Repeat the stretch of the informal economy piece from "Last year I" through "any time soon.", substituting "pet-sitting" for "dog-walking".

━━ SELECTED PASSAGE

From The Nation, Laura Flanders has a piece on what happened to all those long-term unemployed people who have given up – with a flattering quote from yours truly (the quote is further along, to give you an incentive to read the whole thing ;-)).
Look around, it’s much more likely that the officially “unemployed” are busy, doing their best to make ends meet in whatever ways they can. Sex work, drugs and crime spring to mind, but the underground or “shadow” economy includes all sorts of off-the-books toil. From baby-sitting, bartering, mending, kitchen-garden farming and selling goods in a yard sale, all sorts of people—from the tamale seller on your corner, to the dancer who teachers yoga—are all contributing to the underground economy along with the “employed” who pay them for their wares.
The “underground” is always with us. For better and often for worse, it’s how marginalized populations tend to survive—often not very well. (Think of the old, the young, the formerly incarcerated or foreign.) In recessions—surprise, surprise—“irregular” employment grows. Consider recent stories from Greece about wageless public “workers” swapping skills and trading food for teaching.
The story includes the fascinating observation that we’re seeing as much off-books, informal economy activity as during WWII under rationing. While this is bad for the IRS, and often tough for the folks living in the informal economy, one of my main premises is that because the informal economy is both larger and more robust (ie, much more likely to survive in a crisis situation), it is foolish for Americans to put all their eggs in the formal economy basket. We need to strengthen and diversify the informal economy in the US (the US has one of the largest informal economies in the world, but one of the smallest as a portion of total economic activity).
Last year I got a ride back from a talk I gave with a lovely, kind young woman who told me about her and her husband’s collection of economic activities. A combination of temping, dog-walking and making internet sex videos, as well as robust barter, home sharing and sustainability activities made them fairly comfortable in 20-something terms. They worried mostly about health care – she wanted to have a child, and was hoping that she’d be able to home birth because of the untenable cost of a hospital or birthing center birth. I hear stories like hers over and over again, particularly among the recent college graduates who have never had full access to the formal economy, and don’t seem likely to get it any time soon.

━━━━
━━ AVAILABLE DATA

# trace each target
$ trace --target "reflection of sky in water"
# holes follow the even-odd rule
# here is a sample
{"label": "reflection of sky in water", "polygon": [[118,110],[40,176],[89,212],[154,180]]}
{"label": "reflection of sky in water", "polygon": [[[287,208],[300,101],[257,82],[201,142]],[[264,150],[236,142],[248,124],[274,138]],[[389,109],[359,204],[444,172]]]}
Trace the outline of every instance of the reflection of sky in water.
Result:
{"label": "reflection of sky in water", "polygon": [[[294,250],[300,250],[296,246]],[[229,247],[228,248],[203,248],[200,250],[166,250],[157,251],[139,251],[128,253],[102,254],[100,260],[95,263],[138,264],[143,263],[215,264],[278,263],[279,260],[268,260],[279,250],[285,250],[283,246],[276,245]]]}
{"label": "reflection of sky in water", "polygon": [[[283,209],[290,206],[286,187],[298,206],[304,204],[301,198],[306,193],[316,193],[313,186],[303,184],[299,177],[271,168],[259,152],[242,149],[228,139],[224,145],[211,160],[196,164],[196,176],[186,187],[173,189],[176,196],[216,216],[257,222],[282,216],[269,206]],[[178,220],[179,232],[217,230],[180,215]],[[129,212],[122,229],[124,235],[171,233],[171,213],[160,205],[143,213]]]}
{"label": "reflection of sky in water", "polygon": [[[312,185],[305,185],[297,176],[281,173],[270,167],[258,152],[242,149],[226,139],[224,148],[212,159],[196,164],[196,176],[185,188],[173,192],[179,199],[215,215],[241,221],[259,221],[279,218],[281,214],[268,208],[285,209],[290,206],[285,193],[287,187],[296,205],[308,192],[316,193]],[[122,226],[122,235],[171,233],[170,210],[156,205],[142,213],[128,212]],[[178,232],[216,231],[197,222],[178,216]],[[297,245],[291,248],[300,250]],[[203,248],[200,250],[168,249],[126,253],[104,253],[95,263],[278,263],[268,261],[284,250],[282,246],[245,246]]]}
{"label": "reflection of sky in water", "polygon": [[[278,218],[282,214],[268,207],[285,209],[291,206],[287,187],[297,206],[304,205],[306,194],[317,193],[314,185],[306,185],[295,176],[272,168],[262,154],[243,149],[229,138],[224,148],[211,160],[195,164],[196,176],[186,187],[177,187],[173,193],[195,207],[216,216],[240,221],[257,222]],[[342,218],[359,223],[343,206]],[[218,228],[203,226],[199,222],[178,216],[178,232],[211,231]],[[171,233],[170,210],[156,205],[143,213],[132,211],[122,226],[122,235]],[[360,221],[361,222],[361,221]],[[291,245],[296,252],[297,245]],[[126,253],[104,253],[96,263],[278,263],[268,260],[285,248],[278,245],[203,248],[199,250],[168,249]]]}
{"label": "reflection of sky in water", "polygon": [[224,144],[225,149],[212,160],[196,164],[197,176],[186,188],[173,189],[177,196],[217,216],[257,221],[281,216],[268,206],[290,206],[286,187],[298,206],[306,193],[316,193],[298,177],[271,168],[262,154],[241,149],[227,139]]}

━━━━

EXERCISE OUTPUT:
Last year I got a ride back from a talk I gave with a lovely, kind young woman who told me about her and her husband’s collection of economic activities. A combination of temping, pet-sitting and making internet sex videos, as well as robust barter, home sharing and sustainability activities made them fairly comfortable in 20-something terms. They worried mostly about health care – she wanted to have a child, and was hoping that she’d be able to home birth because of the untenable cost of a hospital or birthing center birth. I hear stories like hers over and over again, particularly among the recent college graduates who have never had full access to the formal economy, and don’t seem likely to get it any time soon.